### AIM
Rewrite the listing below with every instance of "banquette bench" changed to "upholstered bench", leaving all other text unchanged.

### DATASET CONTENT
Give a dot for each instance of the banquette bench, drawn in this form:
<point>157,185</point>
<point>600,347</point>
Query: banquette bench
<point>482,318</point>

### REPLY TO THE EXERCISE
Give a dot for each instance of the upholstered bench, drawn in this form:
<point>157,185</point>
<point>600,347</point>
Query: upholstered bench
<point>482,318</point>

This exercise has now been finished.